Text section ▸
-------------------------
The attempt to invigorate the elephant never really got off the ground as it tried to reinvent itself in the Trump era–toying with the notion of insisting its initials were “Government of the People”–Lincoln’s phrase–but trying to call itself a Party of the Future, or simply “Our Party,” to instill an over-exaggeratedly forward-looking quality of truly cartoonish qualities, long absent from the four-legged beast, suggesting its considerate eagerness and insatiability, balancing any sense of its blue bloodedness squarely on four red legs.

Elephant for Republicans

The new design of the Party of Trump, however, that the red elephant was an invitation to the 2020 Convention of even more circus-like qualities, robustly announcing its identity as the product of red states.

Nurturing a mythical past of “sovereign states” that has been fueled by states’ rights activists, seeking grounds to retain separateness from federal oversight in everything from voting-rights, health care, gun control, to public health mandates, in a crisis of managing relations of national jurisprudence to increasingly tenuous conceptions of states rights. The election of a states’ rights President committed to defend the protection of regional practices had created a crisis of jurisprudence that culminated in the balance of the nation’s highest court, and encouraged the concept of secession–in ways counterbalanced by the elevation of an elephant.

The prancing elephant had attempted the magic trick of concealing the deep fractures in the nation. The threat was perhaps no better incarnated for Republicans eager to redefine the party not in the social justice protests but in the social media groups, now banned by Facebook and Twitter but once nourished in the silos both provided in virtual space, that glorified secession as the logical consequence of earlier electoral maps–by using crude GIS software to trace new outlines of a new nation recuperating the continuity of red states. In the movement that nourished and nurtured a possibility of secession that led to the Siege of the Capitol to stay the certification of the. 2020 Presidential election, as crowds at the “Save America March” moved from the Ellipse to storm the Capitol Building and enter the Rotunda, the imagery of a Republic bounded by alternate sovereign borders tried to affirm their ties to the seat of American government to deny the transfer of power.

Banned Facebook Group, “Red-State Secession (7.8 K followers)
-------------------------
Extracted material ▸
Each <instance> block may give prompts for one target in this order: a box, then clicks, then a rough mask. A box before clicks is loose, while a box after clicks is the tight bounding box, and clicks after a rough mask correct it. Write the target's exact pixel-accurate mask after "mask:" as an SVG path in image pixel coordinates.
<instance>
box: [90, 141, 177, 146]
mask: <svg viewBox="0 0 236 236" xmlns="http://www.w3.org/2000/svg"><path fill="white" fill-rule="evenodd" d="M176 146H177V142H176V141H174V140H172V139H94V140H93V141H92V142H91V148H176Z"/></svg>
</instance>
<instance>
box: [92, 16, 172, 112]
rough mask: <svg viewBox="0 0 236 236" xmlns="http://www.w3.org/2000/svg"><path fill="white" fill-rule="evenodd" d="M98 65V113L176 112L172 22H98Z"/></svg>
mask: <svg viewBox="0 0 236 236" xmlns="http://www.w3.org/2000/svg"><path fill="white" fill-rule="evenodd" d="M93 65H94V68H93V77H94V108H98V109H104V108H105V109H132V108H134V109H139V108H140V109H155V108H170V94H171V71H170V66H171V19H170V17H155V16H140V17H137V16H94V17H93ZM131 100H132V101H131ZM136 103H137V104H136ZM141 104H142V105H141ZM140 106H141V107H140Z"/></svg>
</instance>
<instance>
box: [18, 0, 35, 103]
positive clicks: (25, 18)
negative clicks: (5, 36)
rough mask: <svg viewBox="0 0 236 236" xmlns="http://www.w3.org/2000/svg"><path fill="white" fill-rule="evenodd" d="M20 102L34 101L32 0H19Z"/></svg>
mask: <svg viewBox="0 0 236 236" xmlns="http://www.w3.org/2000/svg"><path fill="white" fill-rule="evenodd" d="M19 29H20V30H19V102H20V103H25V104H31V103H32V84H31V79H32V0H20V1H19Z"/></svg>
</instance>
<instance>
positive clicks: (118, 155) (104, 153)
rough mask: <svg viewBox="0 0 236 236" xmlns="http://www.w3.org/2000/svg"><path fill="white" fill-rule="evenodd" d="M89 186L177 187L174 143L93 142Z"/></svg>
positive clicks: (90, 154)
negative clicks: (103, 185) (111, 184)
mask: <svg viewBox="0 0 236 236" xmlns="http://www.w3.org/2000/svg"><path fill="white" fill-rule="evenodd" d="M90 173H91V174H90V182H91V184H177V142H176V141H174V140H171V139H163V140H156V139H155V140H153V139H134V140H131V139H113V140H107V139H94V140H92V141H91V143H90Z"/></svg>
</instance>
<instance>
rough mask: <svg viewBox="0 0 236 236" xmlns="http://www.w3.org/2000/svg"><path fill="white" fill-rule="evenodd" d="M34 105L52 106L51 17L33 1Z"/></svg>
-------------------------
Directions ▸
A. Answer these questions from the passage on the Republican elephant:
(i) Which phrase of Lincoln's did the party consider as the meaning of its initials?
(ii) To what event was the red elephant an invitation?
(iii) Which two platforms banned the social media groups that glorified secession?
B. Carry on the passage on the Republican elephant from the point where it stops.
The records above are separate material, unrelated to the passage on the Republican elephant.

Answers provided ▸
A.
(i) "Government of the People"
(ii) The 2020 Convention
(iii) Facebook and Twitter

B.
Groups often carrying Gadsden Flags to dignify their aggression as defiance in a symbol of secession that echoed the defense of liberties elided with the confederacy, but that embodied on social media as a secessionist movement that legitimized “rights” for owning guns and often identified with white resentment–an association heightened by its accompaniment by Confederate flags, also born by protesters who stormed state capitols in Pennsylvania, Kansas, Colorado, Wyoming, and California in a momentary flash of a fantasy of a red state sovereignty: the snake, a symbol of the resilience that Benjamin Franklin adopted as a rallying call to join the revolutionary arm, before Christopher Gadsden refashioned it as a flag, electrified audiences as a defense of local rights in danger of eclipse.

Protests outside of State Capitols on Wednesday, January 6, 2021

Extending the logic of a divide between “red” and “blue” states to a new level by suggesting a “red state” that might emerge, fully born, out of the former United States, as its own sovereign entity, a rhetoric of defending liberties had been bent to new ends in the declaration of The promotion of a “sovereignty” as able to be mapped by a Border Wall had provided the basis for defining a new sense of states as sovereign entities, in a tortured logic of many, free from the yoke of federal control, where the talons of the imperial eagle adopted by the early republic might be holding AK47’s as laurels. The image of Sovereign States iconography was perhaps rooted in Texas, but the Gadsden flag belief in the right of unilaterally abolishing the existing governmental form and instituting a new government–fundamental in the Siege of the Capitol of January 6, 2021, incited at the conclusion of the Save America March, that was hatched online for weeks before on websites offering travel routes to Washington, DC–bent to its own end the once optimistic assertions that affirmed sovereign agency to redefine the nature of sovereign rule outside the political language of monarchy.

Online forums had bolstered a sense of sovereign separation, if not secession, in championing the precedent of “sovereign states” that, while not clearly mapping onto red states, suggested a streak of independence that had shrugged off centralized federal power, in the improbably constellation of states from federal oversight–as gun ammunition websites championed the alternative history of “a rich history of sovereign states outside the control of the federal government”–celebrating a false genealogy of sovereign states in American history that glorified the independence of states’ rights as a secret map to American sovereignty that disaggregated the federal government as a cartographic rebuttal to federal oversight of voting rights and gun control laws via the “obscure history” of how ten independent states joined the union.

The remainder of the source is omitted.